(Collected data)

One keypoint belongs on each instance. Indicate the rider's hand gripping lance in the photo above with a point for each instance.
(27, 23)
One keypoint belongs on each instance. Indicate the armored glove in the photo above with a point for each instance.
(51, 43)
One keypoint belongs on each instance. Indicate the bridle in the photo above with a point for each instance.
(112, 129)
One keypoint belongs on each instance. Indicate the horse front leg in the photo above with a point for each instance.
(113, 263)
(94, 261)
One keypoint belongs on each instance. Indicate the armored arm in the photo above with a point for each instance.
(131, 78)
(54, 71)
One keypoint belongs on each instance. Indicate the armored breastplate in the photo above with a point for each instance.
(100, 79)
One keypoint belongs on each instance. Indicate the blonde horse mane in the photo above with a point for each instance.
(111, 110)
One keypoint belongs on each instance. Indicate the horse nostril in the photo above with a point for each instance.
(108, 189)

*Task details*
Using the material above, extract the line that contains "One keypoint belongs on each instance. Indicate the horse front" and every line after it, exactly as given; stop at the last line.

*Answer below*
One keypoint belongs on each instance. Indicate the horse front leg in the photo above with a point for each instance.
(113, 263)
(94, 261)
One keypoint belongs on each instance. Indicate the armored arm in the photo above with a point for each instance.
(131, 78)
(54, 71)
One keypoint belongs on each instance. Indicate the armored breastplate in the photo above with a point for each instance.
(100, 79)
One keypoint belongs on each instance. Indicate the blonde horse mane in the photo above with a point for each instance.
(111, 110)
One keypoint belongs on each instance. Indicate the horse nostril in the photo above with a point for each instance.
(108, 189)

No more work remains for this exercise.